**Natural-language object grounding data:**
——

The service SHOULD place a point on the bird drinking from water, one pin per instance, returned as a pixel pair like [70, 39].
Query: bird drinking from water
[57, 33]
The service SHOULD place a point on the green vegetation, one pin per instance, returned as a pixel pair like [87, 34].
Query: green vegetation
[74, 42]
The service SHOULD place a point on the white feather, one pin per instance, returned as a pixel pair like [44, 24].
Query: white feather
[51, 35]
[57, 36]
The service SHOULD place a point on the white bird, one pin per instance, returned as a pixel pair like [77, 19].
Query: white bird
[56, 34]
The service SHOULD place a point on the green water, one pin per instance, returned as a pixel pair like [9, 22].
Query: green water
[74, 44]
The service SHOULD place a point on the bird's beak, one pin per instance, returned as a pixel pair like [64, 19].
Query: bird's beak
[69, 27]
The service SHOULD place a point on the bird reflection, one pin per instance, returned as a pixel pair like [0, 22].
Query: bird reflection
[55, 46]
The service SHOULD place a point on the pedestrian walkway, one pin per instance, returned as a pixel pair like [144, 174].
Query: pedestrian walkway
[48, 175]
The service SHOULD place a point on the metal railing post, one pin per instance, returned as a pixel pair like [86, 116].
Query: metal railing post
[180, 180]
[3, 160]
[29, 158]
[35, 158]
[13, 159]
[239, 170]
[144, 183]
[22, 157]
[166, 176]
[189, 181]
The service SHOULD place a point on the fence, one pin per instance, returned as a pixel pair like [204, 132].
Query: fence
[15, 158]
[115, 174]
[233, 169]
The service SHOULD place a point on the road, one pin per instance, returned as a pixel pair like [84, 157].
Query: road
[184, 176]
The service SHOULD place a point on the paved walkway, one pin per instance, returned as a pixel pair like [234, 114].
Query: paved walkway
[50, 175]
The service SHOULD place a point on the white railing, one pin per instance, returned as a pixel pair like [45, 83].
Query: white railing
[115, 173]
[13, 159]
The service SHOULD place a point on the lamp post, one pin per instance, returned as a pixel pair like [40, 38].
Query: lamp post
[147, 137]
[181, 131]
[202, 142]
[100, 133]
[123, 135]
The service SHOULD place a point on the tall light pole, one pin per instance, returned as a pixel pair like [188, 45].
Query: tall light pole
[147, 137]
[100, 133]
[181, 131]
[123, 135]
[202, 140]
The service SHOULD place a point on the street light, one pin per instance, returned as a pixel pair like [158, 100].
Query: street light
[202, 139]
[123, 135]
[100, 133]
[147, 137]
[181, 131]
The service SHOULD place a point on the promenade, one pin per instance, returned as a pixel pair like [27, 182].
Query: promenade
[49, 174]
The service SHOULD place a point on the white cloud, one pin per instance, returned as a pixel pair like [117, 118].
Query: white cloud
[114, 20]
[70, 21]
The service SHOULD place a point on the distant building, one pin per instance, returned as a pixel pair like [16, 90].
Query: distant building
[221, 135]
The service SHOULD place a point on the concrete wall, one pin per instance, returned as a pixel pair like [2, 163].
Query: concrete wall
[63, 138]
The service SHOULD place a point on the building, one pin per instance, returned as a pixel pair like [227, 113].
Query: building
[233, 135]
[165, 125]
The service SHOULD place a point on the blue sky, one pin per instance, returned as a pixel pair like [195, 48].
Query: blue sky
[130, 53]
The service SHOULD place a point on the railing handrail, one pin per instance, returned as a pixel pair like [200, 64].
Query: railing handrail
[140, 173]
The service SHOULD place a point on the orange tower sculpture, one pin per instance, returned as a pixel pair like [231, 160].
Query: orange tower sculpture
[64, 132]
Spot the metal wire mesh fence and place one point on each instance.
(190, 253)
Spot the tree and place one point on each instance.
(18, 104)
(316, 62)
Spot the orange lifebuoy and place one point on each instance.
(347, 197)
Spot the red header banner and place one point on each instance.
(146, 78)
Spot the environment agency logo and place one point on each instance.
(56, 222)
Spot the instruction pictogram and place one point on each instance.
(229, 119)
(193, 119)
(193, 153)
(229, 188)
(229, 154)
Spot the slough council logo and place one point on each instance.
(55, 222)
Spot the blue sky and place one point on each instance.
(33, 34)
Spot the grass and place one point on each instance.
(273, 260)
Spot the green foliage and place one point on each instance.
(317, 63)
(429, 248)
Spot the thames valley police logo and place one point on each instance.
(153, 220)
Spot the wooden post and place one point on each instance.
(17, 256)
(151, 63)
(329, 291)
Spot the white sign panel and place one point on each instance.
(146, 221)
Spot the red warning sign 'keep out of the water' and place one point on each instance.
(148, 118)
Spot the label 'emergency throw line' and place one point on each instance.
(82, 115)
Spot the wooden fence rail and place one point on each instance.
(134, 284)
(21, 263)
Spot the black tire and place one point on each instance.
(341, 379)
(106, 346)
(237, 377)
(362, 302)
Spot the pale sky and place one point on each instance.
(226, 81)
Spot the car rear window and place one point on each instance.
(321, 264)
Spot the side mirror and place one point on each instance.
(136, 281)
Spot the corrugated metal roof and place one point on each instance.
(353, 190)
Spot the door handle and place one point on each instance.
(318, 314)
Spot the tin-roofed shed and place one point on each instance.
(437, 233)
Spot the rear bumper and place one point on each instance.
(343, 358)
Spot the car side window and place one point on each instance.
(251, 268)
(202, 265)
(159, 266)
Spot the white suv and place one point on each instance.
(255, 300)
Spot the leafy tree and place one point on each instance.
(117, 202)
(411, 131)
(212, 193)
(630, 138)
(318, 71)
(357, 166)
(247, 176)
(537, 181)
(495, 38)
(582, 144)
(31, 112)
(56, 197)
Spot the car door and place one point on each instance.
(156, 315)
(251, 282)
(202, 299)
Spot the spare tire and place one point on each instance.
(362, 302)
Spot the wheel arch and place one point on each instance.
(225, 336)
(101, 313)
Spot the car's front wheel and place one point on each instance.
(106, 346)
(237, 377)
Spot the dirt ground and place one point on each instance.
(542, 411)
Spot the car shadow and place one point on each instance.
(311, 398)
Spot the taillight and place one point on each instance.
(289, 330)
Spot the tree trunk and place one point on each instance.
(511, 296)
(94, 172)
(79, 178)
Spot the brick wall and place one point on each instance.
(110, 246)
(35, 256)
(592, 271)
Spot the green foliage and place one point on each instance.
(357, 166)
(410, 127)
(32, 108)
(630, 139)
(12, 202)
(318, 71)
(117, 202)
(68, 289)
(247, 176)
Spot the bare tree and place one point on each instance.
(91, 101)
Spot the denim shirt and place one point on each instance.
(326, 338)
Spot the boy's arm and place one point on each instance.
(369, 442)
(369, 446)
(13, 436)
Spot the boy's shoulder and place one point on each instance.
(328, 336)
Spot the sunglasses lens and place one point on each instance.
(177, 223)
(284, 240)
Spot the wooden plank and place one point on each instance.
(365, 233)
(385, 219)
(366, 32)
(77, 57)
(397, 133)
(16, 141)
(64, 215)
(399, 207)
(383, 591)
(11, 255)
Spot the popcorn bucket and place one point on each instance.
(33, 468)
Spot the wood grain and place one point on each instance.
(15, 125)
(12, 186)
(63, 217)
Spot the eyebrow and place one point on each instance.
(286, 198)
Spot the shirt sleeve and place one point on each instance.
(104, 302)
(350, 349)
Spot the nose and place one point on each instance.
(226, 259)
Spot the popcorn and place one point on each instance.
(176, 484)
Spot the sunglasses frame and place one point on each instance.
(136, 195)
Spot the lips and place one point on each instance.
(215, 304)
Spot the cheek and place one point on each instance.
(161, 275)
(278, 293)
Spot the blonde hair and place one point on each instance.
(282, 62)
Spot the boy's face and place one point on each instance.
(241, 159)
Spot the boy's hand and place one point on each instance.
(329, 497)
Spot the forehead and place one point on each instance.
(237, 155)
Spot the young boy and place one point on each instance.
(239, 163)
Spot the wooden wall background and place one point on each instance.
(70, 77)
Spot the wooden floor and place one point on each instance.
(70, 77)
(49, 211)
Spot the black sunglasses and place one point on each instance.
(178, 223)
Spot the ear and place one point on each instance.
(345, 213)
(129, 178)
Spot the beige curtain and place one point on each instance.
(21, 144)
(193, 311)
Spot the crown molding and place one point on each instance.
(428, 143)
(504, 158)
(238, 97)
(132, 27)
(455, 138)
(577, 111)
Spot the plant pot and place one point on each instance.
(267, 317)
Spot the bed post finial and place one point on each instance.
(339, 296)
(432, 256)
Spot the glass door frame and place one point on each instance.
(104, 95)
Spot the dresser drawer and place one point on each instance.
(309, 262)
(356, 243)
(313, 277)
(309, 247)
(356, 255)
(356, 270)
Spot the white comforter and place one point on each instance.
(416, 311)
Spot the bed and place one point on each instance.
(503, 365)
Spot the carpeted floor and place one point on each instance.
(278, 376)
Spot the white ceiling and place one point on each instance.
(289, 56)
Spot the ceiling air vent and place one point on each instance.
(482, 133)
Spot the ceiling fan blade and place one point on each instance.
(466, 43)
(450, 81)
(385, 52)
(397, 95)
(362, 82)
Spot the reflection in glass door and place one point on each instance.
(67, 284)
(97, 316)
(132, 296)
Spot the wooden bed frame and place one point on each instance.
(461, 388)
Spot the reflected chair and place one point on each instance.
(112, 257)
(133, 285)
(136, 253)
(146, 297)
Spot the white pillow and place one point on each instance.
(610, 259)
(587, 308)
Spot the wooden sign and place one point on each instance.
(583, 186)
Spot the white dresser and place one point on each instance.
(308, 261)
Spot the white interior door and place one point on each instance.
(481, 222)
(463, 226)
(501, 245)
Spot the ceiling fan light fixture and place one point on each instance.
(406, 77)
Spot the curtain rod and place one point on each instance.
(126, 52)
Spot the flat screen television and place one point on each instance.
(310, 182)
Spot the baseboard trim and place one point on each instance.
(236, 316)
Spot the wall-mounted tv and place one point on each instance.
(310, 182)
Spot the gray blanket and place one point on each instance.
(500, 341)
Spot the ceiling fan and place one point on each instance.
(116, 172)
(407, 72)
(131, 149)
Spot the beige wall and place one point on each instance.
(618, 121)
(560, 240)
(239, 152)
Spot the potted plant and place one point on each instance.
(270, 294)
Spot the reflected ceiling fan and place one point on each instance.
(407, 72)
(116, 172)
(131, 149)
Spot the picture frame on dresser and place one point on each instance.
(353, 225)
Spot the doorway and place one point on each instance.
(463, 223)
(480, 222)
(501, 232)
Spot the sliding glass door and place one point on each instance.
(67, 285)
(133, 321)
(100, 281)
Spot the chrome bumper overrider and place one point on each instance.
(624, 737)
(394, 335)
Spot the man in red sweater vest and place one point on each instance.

——

**What you will do:**
Beginning with the first line above, could you copy every line exactly, up to and including the one with "The service SHOULD place a point on the white railing, one"?

**Exercise solution:**
The service SHOULD place a point on the bird drinking from water, one pin per instance, returned as a pixel pair like [70, 39].
Query: bird drinking from water
[57, 33]
The service SHOULD place a point on the green vegetation, one pin per instance, returned as a pixel pair like [87, 34].
Query: green vegetation
[74, 42]
The service SHOULD place a point on the white feather, one pin per instance, returned as a pixel pair like [44, 24].
Query: white feather
[51, 35]
[57, 36]
The service SHOULD place a point on the white bird, one pin per instance, returned as a pixel pair like [77, 19].
Query: white bird
[56, 34]
The service SHOULD place a point on the green water, one pin per instance, returned as a pixel pair like [9, 22].
Query: green water
[74, 44]
The service SHOULD place a point on the bird's beak, one pin per instance, returned as a pixel pair like [64, 19].
Query: bird's beak
[69, 27]
The service SHOULD place a point on the bird reflection, one pin per instance, returned as a pixel pair like [0, 22].
Query: bird reflection
[55, 46]
The service SHOULD place a point on the pedestrian walkway, one pin per instance, returned as a pixel pair like [144, 174].
Query: pedestrian walkway
[48, 175]
The service SHOULD place a point on the metal railing post, one pin per instance, returned as a pixel pair like [86, 116].
Query: metal railing post
[180, 180]
[3, 160]
[29, 158]
[35, 158]
[13, 159]
[239, 170]
[144, 183]
[22, 157]
[166, 176]
[189, 181]
The service SHOULD place a point on the fence, one pin per instance, returned as a pixel pair like [204, 132].
Query: fence
[15, 158]
[115, 174]
[233, 169]
The service SHOULD place a point on the road, one pin per instance, returned as a pixel pair like [84, 157].
Query: road
[184, 176]
The service SHOULD place a point on the paved walkway, one pin per instance, returned as a pixel pair like [234, 114].
Query: paved walkway
[50, 175]
The service SHOULD place a point on the white railing, one pin per instance, returned as a pixel pair like [45, 83].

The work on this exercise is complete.